WORK ITEM: Below are some records. Reproduce them exactly from their first line through the line with "I need help locating the green road", inclusive.

##### RECORDS FOR THE TASK #####

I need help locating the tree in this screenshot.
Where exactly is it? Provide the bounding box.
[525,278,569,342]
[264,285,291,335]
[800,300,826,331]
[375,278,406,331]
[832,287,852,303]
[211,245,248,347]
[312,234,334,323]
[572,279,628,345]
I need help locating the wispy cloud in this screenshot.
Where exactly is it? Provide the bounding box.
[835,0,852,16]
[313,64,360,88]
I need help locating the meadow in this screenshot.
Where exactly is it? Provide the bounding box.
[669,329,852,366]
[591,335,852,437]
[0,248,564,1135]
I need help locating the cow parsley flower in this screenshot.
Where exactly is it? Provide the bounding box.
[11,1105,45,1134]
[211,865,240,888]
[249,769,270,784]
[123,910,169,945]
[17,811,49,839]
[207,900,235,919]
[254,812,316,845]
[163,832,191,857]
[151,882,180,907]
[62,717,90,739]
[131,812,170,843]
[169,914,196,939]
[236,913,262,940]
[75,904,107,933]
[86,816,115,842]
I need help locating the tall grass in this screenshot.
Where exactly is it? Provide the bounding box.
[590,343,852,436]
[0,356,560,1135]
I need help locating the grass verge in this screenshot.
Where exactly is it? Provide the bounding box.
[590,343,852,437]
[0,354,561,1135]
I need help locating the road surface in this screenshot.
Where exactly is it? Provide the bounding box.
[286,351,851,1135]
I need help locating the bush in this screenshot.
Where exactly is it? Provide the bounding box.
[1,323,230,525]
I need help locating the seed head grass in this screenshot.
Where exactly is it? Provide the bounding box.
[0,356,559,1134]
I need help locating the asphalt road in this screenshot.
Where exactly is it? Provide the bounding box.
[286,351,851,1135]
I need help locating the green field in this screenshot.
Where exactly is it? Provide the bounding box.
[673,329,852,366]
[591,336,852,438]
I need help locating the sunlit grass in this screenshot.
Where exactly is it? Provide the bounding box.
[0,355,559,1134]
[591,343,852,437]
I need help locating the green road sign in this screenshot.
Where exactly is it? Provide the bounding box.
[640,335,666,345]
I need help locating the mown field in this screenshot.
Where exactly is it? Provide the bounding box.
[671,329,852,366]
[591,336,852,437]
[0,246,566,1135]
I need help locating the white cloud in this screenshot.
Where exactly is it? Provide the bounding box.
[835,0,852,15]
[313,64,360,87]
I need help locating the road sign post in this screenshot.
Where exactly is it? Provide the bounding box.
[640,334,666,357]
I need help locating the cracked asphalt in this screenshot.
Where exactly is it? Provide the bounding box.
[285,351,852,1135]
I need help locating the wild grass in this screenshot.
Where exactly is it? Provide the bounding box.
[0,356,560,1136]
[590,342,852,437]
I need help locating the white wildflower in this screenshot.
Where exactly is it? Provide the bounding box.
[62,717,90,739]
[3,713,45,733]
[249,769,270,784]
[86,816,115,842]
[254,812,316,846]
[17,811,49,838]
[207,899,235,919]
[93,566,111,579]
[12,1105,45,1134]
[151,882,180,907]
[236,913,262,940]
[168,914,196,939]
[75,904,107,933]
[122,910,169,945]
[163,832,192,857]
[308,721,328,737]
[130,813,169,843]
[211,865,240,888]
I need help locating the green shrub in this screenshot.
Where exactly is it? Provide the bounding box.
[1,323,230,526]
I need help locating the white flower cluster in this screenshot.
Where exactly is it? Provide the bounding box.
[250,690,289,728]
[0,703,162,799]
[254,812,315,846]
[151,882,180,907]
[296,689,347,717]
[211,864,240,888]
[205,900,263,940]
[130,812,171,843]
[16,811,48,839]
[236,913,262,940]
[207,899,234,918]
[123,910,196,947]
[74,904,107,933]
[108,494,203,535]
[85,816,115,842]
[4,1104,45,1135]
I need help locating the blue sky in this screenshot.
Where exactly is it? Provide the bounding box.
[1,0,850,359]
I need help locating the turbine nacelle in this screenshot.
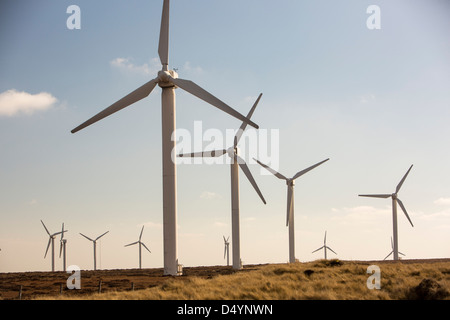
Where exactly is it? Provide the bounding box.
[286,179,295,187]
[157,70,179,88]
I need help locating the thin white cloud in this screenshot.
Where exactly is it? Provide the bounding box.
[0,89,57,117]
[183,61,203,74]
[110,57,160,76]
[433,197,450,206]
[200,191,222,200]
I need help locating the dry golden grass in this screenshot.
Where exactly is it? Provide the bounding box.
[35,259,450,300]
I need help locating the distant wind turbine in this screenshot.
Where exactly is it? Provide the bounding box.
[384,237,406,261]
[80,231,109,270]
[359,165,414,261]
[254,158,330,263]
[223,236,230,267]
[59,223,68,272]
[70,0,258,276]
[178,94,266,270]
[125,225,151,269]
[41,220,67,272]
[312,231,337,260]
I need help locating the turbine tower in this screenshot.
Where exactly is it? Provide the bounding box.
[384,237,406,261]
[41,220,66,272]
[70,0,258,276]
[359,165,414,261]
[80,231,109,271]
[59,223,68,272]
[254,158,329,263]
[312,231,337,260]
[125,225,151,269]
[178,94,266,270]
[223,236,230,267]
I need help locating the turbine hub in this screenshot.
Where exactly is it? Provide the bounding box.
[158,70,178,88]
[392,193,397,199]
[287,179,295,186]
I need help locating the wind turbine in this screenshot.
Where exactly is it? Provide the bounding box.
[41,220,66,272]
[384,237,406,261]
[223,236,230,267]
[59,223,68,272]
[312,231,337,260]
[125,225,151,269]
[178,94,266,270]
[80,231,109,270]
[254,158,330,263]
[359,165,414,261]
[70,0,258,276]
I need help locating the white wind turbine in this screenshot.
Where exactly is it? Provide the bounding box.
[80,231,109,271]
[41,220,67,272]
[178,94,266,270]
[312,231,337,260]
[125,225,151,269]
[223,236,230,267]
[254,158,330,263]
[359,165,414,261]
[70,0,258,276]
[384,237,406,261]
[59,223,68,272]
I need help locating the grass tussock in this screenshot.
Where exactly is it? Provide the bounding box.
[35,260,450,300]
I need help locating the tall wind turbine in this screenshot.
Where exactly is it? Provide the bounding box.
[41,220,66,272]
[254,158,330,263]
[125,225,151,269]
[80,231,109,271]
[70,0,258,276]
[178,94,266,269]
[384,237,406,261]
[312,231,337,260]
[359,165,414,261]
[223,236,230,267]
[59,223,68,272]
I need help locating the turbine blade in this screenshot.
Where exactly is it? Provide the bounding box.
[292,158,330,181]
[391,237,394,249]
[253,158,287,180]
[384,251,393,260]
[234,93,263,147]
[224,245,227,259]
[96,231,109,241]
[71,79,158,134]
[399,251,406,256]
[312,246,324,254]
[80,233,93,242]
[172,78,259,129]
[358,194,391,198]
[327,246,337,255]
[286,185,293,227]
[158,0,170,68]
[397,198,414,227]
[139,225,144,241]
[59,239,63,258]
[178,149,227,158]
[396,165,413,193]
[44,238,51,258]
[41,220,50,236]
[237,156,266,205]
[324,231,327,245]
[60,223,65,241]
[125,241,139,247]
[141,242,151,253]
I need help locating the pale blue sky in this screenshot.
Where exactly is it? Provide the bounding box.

#####

ANSWER BOX:
I need help locating the tree in this screenshot.
Where exactly is it? Provide the bounding box.
[525,278,569,342]
[264,285,291,335]
[800,300,826,331]
[375,278,406,331]
[832,287,852,303]
[211,245,248,347]
[312,234,334,323]
[572,279,628,345]
I need help locating the wispy cloud in this screenshot.
Where exactly is it? Provide the bounding box.
[835,0,852,16]
[313,64,360,88]
I need help locating the meadow in this screenshot.
Where exactly is it? Provide the bounding box.
[669,329,852,366]
[591,335,852,437]
[0,248,564,1135]
I need help locating the cow parsley flower in this screenshot.
Where exactly is it? Provide the bounding box.
[11,1105,45,1134]
[211,865,240,888]
[249,769,270,784]
[123,910,169,945]
[17,811,49,839]
[207,900,235,919]
[254,812,316,845]
[163,832,191,857]
[151,882,180,907]
[62,717,90,739]
[131,812,170,843]
[169,914,196,939]
[236,913,262,940]
[75,904,107,933]
[86,816,115,842]
I need help locating the tall grass in this screenshot.
Where exactly is it? Provide the bounding box.
[590,343,852,436]
[0,356,560,1135]
I need help locating the grass verge in this screenshot.
Where exactly is it? Provide the bounding box.
[590,343,852,437]
[0,354,561,1135]
I need help locating the road surface in this screenshot.
Where exactly is it? Provide the bounding box.
[286,351,851,1135]
I need help locating the bush in this screenshot.
Where exactly is it? Provide the bounding box.
[1,323,230,525]
I need help locating the seed head grass in this screenshot.
Where exactly is it? Provide the bounding box.
[0,356,559,1134]
I need help locating the asphalt road in this screenshot.
Where exactly is it? Provide the bounding box.
[286,351,851,1135]
I need help locating the green field in this screenshot.
Where exactly is it? Provide the bounding box.
[673,329,852,366]
[591,336,852,438]
I need help locating the sunlit grass in this screenshot.
Where exactly is it? Provide the bounding box.
[0,355,559,1134]
[591,343,852,437]
I need help locating the green road sign in this screenshot.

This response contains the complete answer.